[Stored data]
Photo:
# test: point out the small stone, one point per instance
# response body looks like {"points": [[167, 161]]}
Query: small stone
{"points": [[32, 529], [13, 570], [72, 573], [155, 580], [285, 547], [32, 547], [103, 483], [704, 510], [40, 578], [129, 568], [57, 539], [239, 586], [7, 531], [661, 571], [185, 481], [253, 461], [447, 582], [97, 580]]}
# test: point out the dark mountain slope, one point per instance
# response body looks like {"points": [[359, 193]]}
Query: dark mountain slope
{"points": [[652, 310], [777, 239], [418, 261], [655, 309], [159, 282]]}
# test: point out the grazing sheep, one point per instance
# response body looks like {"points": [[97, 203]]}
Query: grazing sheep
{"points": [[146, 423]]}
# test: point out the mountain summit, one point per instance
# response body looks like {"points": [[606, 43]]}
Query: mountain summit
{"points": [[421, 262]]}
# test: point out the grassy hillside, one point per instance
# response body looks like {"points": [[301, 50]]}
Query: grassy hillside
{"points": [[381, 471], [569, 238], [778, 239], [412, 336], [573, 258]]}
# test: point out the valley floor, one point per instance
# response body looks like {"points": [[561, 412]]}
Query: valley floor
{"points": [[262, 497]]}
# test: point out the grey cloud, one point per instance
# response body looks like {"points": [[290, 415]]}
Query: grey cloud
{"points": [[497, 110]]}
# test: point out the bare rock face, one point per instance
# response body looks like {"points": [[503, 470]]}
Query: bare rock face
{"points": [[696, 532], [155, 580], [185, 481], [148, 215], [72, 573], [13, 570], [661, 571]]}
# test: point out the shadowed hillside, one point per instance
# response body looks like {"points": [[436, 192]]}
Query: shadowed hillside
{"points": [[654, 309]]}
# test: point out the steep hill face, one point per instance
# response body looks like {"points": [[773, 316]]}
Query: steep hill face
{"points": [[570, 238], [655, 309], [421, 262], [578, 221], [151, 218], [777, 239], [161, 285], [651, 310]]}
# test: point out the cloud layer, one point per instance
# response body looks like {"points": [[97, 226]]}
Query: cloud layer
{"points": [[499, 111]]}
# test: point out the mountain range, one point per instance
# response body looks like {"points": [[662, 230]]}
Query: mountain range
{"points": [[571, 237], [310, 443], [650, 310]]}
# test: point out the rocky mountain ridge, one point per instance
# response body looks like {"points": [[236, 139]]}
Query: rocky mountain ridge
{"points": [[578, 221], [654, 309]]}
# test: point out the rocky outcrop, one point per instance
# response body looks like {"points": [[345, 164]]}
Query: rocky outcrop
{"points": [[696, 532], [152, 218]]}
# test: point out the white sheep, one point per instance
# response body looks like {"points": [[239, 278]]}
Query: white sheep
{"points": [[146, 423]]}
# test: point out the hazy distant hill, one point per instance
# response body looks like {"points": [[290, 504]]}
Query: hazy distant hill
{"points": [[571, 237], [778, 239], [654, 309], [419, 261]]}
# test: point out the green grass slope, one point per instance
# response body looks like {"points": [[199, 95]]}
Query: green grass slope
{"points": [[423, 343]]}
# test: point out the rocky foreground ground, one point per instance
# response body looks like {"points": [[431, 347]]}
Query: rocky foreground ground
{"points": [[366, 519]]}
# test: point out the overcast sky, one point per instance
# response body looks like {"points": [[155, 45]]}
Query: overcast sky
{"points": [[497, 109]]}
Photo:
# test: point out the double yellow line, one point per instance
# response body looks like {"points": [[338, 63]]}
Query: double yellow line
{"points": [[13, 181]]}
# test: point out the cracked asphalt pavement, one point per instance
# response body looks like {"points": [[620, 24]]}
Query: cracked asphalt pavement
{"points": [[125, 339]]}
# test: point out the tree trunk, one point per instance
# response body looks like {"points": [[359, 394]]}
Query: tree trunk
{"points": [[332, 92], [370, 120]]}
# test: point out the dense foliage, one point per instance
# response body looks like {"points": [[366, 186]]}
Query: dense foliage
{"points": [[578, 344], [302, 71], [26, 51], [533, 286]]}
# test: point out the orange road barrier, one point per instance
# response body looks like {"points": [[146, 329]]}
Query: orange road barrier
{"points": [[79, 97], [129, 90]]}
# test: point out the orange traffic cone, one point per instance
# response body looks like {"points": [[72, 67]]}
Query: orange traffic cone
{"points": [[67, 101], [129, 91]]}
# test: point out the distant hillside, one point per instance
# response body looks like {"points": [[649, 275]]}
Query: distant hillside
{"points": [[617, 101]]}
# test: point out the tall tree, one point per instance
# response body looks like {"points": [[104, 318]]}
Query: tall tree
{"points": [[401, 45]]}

CHALLENGE:
Reproduce every one of the entries above word for word.

EXPECTED OUTPUT:
Photo:
# test: point out the small stone, one point per instance
# response body looks like {"points": [[167, 161]]}
Query: small stone
{"points": [[32, 529], [13, 570], [72, 573], [155, 580], [285, 547], [32, 547], [103, 483], [704, 510], [40, 578], [129, 568], [57, 539], [239, 586], [7, 531], [661, 571], [185, 481], [253, 461], [447, 582], [97, 580]]}
# test: point out the dark mountain slope, one point per instance
# response body looks like {"points": [[359, 193]]}
Query: dark mountain slope
{"points": [[652, 310], [777, 239], [418, 261], [655, 309], [159, 282]]}
# test: point out the grazing sheep, one point per instance
# response body looks like {"points": [[97, 203]]}
Query: grazing sheep
{"points": [[146, 423]]}
# test: point out the mountain summit, one point per instance
# response body looks like {"points": [[606, 43]]}
Query: mountain summit
{"points": [[421, 262]]}
# test: point out the grassy hillside, one point per instance
# response body looks like {"points": [[301, 50]]}
Query: grassy hillside
{"points": [[381, 471], [569, 238], [778, 239], [412, 336], [573, 258]]}
# test: point out the valley floor, one point per instance
# response body looks like {"points": [[561, 412]]}
Query: valley floor
{"points": [[262, 497]]}
# test: point out the grey cloud, one point per instance
# response body looks like {"points": [[290, 415]]}
Query: grey cloud
{"points": [[497, 110]]}
# test: point out the bare rock face, one point per instance
# response body looks like {"points": [[503, 470]]}
Query: bare rock face
{"points": [[696, 532], [155, 580], [185, 481], [148, 215], [72, 573], [13, 570], [661, 571]]}
# test: point out the shadowed hillside, one point per instance
# response body looks like {"points": [[436, 192]]}
Query: shadowed hillside
{"points": [[654, 309]]}
# test: point out the steep hill face, one point per instance
# response body looks like {"points": [[773, 316]]}
Query: steep hill face
{"points": [[570, 238], [655, 309], [421, 262], [578, 221], [151, 218], [777, 239], [161, 285], [651, 310]]}
# test: point out the cloud layer, one point per instance
# response body looks like {"points": [[97, 226]]}
Query: cloud layer
{"points": [[499, 111]]}
# test: point out the mountain range, one point per instance
# response body looks like {"points": [[662, 230]]}
Query: mountain range
{"points": [[571, 237], [310, 443], [650, 310]]}
# test: point out the rocky mountain ridge, one point per instance
# response body looks like {"points": [[236, 139]]}
Query: rocky mountain ridge
{"points": [[578, 221], [654, 309]]}
# test: point out the rocky outcrop, one point per instance
# response body looks like {"points": [[345, 164]]}
Query: rocky outcrop
{"points": [[696, 532], [152, 218]]}
# test: point out the white sheep, one point per instance
# response body looks like {"points": [[239, 278]]}
Query: white sheep
{"points": [[146, 423]]}
# test: point out the hazy distant hill, one point per instance
# response body looks like {"points": [[290, 504]]}
Query: hazy distant hill
{"points": [[571, 237], [778, 239], [654, 309], [419, 261]]}
# test: point out the green grass slope, one point per instance
# response body looks like {"points": [[199, 95]]}
Query: green grass slope
{"points": [[423, 343]]}
# test: point out the rocky foreground ground, one point per instance
# response body looks like {"points": [[431, 347]]}
Query: rocky foreground ground
{"points": [[366, 519]]}
# test: point out the overcast sky, one point per instance
# response body looks like {"points": [[155, 45]]}
Query: overcast sky
{"points": [[497, 109]]}
Photo:
# test: point out the double yellow line, one point per instance
# response body looks like {"points": [[338, 63]]}
Query: double yellow line
{"points": [[13, 181]]}
# test: point out the cracked asphalt pavement, one point per instance
# response body looks like {"points": [[620, 24]]}
Query: cracked asphalt pavement
{"points": [[125, 339]]}
# test: point out the tree trunk, one point per instance
# response body looks like {"points": [[359, 394]]}
Query: tree trunk
{"points": [[332, 92], [370, 120]]}
# test: point out the dense foliage, one point per instance
# response body looks like {"points": [[366, 186]]}
Query: dense foliage
{"points": [[578, 344], [302, 71], [26, 51], [533, 286]]}
# test: point out the orange road barrier, one point per instance
# response body looks like {"points": [[146, 329]]}
Query: orange road barrier
{"points": [[79, 97], [129, 90]]}
# test: point out the orange traffic cone, one point per instance
# response body looks like {"points": [[72, 67]]}
Query: orange traffic cone
{"points": [[67, 101], [129, 91]]}
# test: point out the distant hillside, one point per instance
# response body looks like {"points": [[649, 275]]}
Query: distant hillside
{"points": [[617, 101]]}
# test: point out the tall tree, one point per instance
# response body looks like {"points": [[104, 318]]}
Query: tall tree
{"points": [[401, 45]]}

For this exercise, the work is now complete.